(Data extracted from a collection)
_ _ _ _

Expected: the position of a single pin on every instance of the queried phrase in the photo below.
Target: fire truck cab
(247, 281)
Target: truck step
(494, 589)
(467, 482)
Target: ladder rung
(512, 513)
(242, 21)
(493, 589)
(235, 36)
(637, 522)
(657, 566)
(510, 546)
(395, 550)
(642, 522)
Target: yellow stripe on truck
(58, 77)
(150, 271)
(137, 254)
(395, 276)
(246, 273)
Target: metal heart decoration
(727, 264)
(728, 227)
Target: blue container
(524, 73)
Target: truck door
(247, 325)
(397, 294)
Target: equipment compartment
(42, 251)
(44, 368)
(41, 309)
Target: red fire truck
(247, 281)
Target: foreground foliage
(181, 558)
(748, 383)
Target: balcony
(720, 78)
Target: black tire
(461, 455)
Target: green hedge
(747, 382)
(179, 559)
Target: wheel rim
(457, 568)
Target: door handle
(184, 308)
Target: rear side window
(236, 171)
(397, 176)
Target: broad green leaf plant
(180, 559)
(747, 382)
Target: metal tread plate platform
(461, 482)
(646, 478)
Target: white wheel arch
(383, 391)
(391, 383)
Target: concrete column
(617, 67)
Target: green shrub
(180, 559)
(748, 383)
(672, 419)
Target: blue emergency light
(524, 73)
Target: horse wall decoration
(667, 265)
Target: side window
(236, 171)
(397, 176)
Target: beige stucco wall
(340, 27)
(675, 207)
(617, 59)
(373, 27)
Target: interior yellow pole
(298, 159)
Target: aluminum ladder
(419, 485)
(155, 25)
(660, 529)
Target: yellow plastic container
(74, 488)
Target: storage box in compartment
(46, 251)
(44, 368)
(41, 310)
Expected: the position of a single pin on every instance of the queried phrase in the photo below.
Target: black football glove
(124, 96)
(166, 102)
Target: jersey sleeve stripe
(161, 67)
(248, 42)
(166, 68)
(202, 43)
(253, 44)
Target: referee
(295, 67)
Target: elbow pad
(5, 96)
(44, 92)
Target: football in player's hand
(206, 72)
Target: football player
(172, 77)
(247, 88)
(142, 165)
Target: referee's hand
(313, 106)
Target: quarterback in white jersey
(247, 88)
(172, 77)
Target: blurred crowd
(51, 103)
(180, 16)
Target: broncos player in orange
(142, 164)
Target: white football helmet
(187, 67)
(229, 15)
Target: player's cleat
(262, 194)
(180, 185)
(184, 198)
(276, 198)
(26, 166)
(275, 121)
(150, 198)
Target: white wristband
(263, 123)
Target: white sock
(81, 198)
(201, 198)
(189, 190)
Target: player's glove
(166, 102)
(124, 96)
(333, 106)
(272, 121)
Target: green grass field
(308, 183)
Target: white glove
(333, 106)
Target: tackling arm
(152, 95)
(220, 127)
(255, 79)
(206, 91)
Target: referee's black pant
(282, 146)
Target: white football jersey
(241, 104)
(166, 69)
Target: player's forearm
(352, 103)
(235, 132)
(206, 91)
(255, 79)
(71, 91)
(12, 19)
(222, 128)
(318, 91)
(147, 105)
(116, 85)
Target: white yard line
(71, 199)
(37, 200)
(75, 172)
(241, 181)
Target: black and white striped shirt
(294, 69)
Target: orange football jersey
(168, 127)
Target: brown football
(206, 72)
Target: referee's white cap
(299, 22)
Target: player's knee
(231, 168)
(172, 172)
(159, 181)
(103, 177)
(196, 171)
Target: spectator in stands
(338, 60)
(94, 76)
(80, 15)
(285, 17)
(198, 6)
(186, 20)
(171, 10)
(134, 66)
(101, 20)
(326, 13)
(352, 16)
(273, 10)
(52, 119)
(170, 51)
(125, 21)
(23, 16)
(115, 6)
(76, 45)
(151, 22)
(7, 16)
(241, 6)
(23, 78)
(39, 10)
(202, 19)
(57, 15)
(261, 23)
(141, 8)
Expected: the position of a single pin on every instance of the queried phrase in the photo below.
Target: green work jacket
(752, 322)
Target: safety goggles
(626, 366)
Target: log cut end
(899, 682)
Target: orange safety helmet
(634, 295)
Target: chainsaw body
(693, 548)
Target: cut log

_ _ _ _

> WHAT YOU HAVE TO DO
Rewrite all the records, changing every "Target" to "Label" and leaving everything else unchanged.

> ANSWER TO THE EXERCISE
Expected: the position of a single pin on every instance of the queried phrase in the photo below.
Label: fire truck cab
(247, 281)
Label: truck step
(494, 589)
(467, 482)
Label: ladder rung
(512, 513)
(242, 21)
(493, 589)
(235, 36)
(637, 522)
(657, 566)
(510, 546)
(395, 550)
(642, 522)
Label: yellow stripe on truck
(58, 77)
(150, 271)
(137, 254)
(395, 276)
(246, 273)
Label: metal heart decoration
(727, 264)
(728, 227)
Label: blue container
(524, 73)
Label: truck door
(247, 325)
(397, 294)
Label: equipment compartment
(42, 251)
(44, 368)
(41, 309)
Label: red fire truck
(247, 281)
Label: foreground foliage
(181, 558)
(748, 383)
Label: balcony
(720, 78)
Label: black tire
(461, 455)
Label: green hedge
(747, 382)
(179, 559)
Label: wheel rim
(457, 568)
Label: door handle
(184, 308)
Label: rear side window
(236, 171)
(397, 176)
Label: broad green leaf plant
(180, 559)
(747, 382)
Label: metal tread plate platform
(461, 482)
(646, 478)
Label: white wheel arch
(383, 391)
(391, 383)
Label: concrete column
(617, 67)
Label: green shrub
(180, 559)
(748, 383)
(672, 419)
Label: blue emergency light
(524, 73)
Label: horse wall decoration
(667, 265)
Label: side window
(236, 171)
(397, 176)
Label: beige stucco wall
(340, 27)
(675, 207)
(617, 59)
(373, 27)
Label: interior yellow pole
(298, 159)
Label: aluminum ladder
(419, 485)
(155, 25)
(660, 529)
Label: yellow plastic container
(74, 488)
Label: storage box in compartment
(46, 251)
(44, 368)
(41, 310)
Expected: the position of a single pin on every instance of the queried phrase in the photo below.
Label: black football glove
(124, 96)
(166, 102)
Label: jersey sleeve stripe
(161, 67)
(248, 42)
(166, 68)
(202, 43)
(253, 44)
Label: referee
(295, 67)
Label: elbow pad
(5, 96)
(44, 92)
Label: football in player's hand
(206, 72)
Label: football player
(172, 77)
(247, 88)
(142, 165)
Label: referee's hand
(313, 106)
Label: quarterback in white jersey
(247, 88)
(172, 77)
Label: blurred crowd
(51, 103)
(180, 16)
Label: broncos player in orange
(142, 164)
Label: white football helmet
(187, 67)
(229, 15)
Label: player's cleat
(262, 194)
(180, 185)
(184, 198)
(276, 198)
(26, 166)
(275, 121)
(150, 198)
Label: white wristband
(263, 123)
Label: white sock
(81, 198)
(201, 198)
(189, 190)
Label: player's glove
(166, 102)
(124, 96)
(333, 106)
(272, 121)
Label: green grass field
(308, 183)
Label: white glove
(333, 106)
Label: tackling arm
(152, 95)
(220, 127)
(255, 79)
(206, 91)
Label: referee's black pant
(282, 146)
Label: white football jersey
(241, 104)
(166, 69)
Label: player's forearm
(352, 103)
(235, 132)
(206, 91)
(255, 79)
(71, 91)
(12, 19)
(222, 128)
(318, 91)
(147, 105)
(116, 85)
Label: white yard line
(71, 199)
(37, 200)
(75, 172)
(241, 181)
Label: black and white striped shirt
(294, 69)
Label: orange football jersey
(168, 127)
Label: brown football
(206, 72)
Label: referee's white cap
(299, 22)
Label: player's knee
(231, 168)
(172, 172)
(159, 181)
(103, 177)
(196, 171)
Label: spectator in stands
(338, 60)
(94, 76)
(80, 15)
(285, 17)
(198, 6)
(186, 20)
(171, 10)
(134, 66)
(101, 20)
(326, 13)
(352, 16)
(273, 10)
(52, 119)
(170, 51)
(125, 21)
(23, 16)
(115, 6)
(76, 45)
(151, 22)
(7, 16)
(241, 6)
(23, 78)
(39, 10)
(202, 19)
(57, 15)
(261, 23)
(141, 8)
Expected: the position of a single pin on every instance of the queried phrase in the photo below.
Label: green work jacket
(752, 322)
Label: safety goggles
(626, 366)
Label: log cut end
(899, 682)
Label: orange safety helmet
(634, 295)
Label: chainsaw body
(693, 548)
Label: cut log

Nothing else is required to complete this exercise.